### [INSTRUCTIONS]
1. Rewrite the paragraph of the Nepal travel text that begins "A massive item on the to do list" as a short bulleted list that keeps its main facts.
2. Reproduce word for word the part of the Nepal travel text from "This night we" up to and including "about to begin.".
3. Answer these questions from the Nepal travel text:
(a) What was the maximum weight allowed for the duffel bags?
(b) Up to what height do most travel insurance companies provide cover?
(c) Which insurance company did the writer choose in the end?

This night we went out for a big carb dinner and then came back to the room to pack our duffel bags. Our day packs had to be 5KG and our duffel bags had to be 15KG and no heavier. It was pretty hard to fit all our essentials in and keep it under 15KG. There was a weighing scale in the lobby of our hotel, we did a few trips to the lobby weighing the bags. We had to get up at 4AM. I was pretty nervous about the flight to Lukla and it took me a while to get to sleep my brain just wouldn’t shut off. Our big adventure was about to begin.

Travel Insurance for Nepal

A massive item on the to do list for any trip is insurance, to protect yourself and your belongings. I did seek advice from the travel company and blogs on Nepal to make sure I had everything covered. I would suggest the same thing to anyone, seek advice from the professionals, the people who are taking you up the mountain. For example I learnt that most travel insurance companies only cover to 3000 meters whilst we need to be covered up to 6000 meters. There are lots of little bits you need to make sure you have covered in your policy.

Finding insurance to cover Everest Base Camp was pretty easy as it is a popular trip these days. The issue I was having was with a simple question of  “Where am I a resident?”. I do not have my PR visa yet but I live in Australia and have all resident rights. I know I am classed as a temporary resident. On a lot of insurance websites this was not clear and when I would contact the companies no one would give ma yes or no answer to whether I was covered under there Insurance policy. It was a incredibly infuriating process and I seemed to be getting no were. I could not believe that a company could not inform of me if I would be covered or not but were ever so happy for me to pay out for the insurance. I don’t want to name and shame but I will mention the company we have decided to go with. They have a really clear policy about people on temporary visa’s in Australia. Zoom is who we went with in the end and they also have a live chat bubble and were very helpful when I selected my policy. I got the whole month covered by Zoom along with my trekking cover and cover for my camera. Fingers crossed we do not have to use the policy but it is a relief to get that one crossed off the list.

### [DATA EXCERPT]

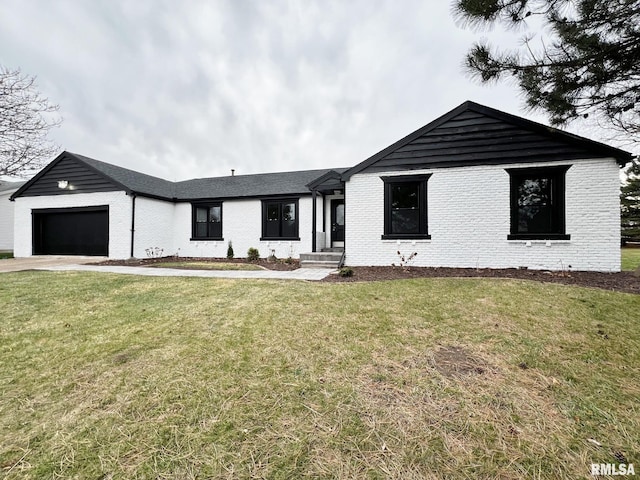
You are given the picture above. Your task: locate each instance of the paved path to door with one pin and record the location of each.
(299, 274)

### [WORKED ANSWERS]
1.
- Insurance is a major item on any trip's to-do list, to protect yourself and your belongings.
- The writer got advice from the travel company and from blogs on Nepal, and suggests others ask the professionals who will take them up the mountain.
- Most travel insurance companies cover only up to 3000 meters, but this trip needed cover up to 6000 meters.
- Many small details need to be covered in the policy.

2.
This night we went out for a big carb dinner and then came back to the room to pack our duffel bags. Our day packs had to be 5KG and our duffel bags had to be 15KG and no heavier. It was pretty hard to fit all our essentials in and keep it under 15KG. There was a weighing scale in the lobby of our hotel, we did a few trips to the lobby weighing the bags. We had to get up at 4AM. I was pretty nervous about the flight to Lukla and it took me a while to get to sleep my brain just wouldn’t shut off. Our big adventure was about to begin.

3.
(a) 15KG
(b) 3000 meters
(c) Zoom